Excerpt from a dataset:
>>>>

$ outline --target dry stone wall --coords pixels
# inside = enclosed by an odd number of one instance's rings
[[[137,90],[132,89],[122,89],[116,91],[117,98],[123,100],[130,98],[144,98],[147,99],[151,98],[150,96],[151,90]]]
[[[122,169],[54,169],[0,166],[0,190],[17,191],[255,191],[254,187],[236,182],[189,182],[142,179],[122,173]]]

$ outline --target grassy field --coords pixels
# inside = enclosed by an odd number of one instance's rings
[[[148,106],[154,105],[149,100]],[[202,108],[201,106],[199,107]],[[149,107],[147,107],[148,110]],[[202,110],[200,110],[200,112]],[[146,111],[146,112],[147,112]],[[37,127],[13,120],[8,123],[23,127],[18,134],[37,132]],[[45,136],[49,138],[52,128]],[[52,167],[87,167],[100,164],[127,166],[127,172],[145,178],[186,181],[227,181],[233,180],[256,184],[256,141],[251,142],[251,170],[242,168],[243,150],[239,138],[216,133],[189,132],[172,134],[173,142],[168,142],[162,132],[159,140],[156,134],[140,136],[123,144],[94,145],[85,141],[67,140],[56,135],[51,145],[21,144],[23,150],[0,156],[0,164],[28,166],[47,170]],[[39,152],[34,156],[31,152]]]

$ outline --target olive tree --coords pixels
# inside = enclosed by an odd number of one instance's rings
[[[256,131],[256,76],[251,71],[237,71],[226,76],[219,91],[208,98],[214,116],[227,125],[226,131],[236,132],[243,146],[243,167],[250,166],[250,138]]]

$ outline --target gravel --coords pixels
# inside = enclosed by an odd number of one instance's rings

<<<<

• _EXERCISE PROMPT_
Extract each line of the items above that contains the word "pixels".

• _TASK ANSWER_
$ outline --target dry stone wall --coords pixels
$ outline --target grassy field --coords pixels
$ outline --target olive tree --coords pixels
$ outline --target gravel --coords pixels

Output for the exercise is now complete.